BRIEF
Could you duplicate the part of the St. Petersburg subway bombing article that starts at "Suicide bomber killed" and ends at "Syria and Iraq."?

(Beginning of QUOTED PASSAGE)

Toronto Star

3 suspects arrested in Russian explosion

Suicide bomber killed himself and 13 others on busy subway

- IRINA TITOVA AND VLADIMIR ISACHENKOV THE ASSOCIATED PRESS

ST. PETERSBURG, RUSSIA— Russian security agents on Thursday arrested three people suspected of links to a suicide bomber accused of attacking the city’s subway and deactivate­d an explosive device in the apartment where they lived.

The Investigat­ive Committee said the suspects are residents of the former Soviet Central Asia region like the bomber, 22-year-old Akbarzhon Dzhalilov, a native of Kyrgyzstan. Dzhalilov blew himself up on a busy subway line Monday, killing himself and 13 others and wounding more than 50 people.

The impoverish­ed, predominan­tly Muslim countries in Central Asia are seen as fertile ground for Islamic extremists, and thousands of their citizens are believed to have joined Daesh, also known as ISIS or ISIL, in Syria and Iraq.

The committee, the nation’s top criminal investigat­ion agency, said investigat­ors also found objects that would help advance the probe during a search of the home on St. Petersburg’s eastern outskirts.

The Federal Security Service, the main KGB successor agency, said in a statement carried by Russian news agencies that its experts defused a self-made explosive device at the apartment. The news reports said three people were arrested.

A leading St. Petersburg news portal, Fontanka.ru, said materials used in the explosive device found Thursday matched those used by militants in Syria.

(End of QUOTED PASSAGE)
(Beginning of SUPPLIED ENTRIES)

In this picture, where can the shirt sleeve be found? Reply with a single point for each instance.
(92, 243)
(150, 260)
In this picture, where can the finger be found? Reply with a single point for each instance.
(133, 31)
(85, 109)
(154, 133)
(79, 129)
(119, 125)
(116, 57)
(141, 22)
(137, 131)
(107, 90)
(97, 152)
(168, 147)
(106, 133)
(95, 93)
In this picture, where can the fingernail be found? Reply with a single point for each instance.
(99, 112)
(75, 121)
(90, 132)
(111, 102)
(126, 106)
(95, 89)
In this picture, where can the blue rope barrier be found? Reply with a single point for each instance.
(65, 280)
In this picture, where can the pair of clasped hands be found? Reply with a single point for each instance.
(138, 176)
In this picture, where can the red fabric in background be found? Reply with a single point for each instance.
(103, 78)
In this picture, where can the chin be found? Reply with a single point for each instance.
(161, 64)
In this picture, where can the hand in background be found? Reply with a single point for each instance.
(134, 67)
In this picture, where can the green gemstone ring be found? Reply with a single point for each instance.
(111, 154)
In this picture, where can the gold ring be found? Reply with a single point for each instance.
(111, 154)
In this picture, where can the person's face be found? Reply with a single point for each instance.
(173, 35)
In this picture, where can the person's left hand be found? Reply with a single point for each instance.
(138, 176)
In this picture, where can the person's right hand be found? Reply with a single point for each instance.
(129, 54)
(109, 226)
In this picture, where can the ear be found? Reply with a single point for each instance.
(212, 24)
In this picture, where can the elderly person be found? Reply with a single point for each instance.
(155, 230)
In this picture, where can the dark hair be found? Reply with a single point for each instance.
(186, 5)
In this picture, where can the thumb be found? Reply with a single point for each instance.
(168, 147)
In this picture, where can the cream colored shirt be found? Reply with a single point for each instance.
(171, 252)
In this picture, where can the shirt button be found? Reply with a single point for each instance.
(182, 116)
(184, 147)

(End of SUPPLIED ENTRIES)

ANSWER TO THIS EXERCISE
Suicide bomber killed himself and 13 others on busy subway

- IRINA TITOVA AND VLADIMIR ISACHENKOV THE ASSOCIATED PRESS

ST. PETERSBURG, RUSSIA— Russian security agents on Thursday arrested three people suspected of links to a suicide bomber accused of attacking the city’s subway and deactivate­d an explosive device in the apartment where they lived.

The Investigat­ive Committee said the suspects are residents of the former Soviet Central Asia region like the bomber, 22-year-old Akbarzhon Dzhalilov, a native of Kyrgyzstan. Dzhalilov blew himself up on a busy subway line Monday, killing himself and 13 others and wounding more than 50 people.

The impoverish­ed, predominan­tly Muslim countries in Central Asia are seen as fertile ground for Islamic extremists, and thousands of their citizens are believed to have joined Daesh, also known as ISIS or ISIL, in Syria and Iraq.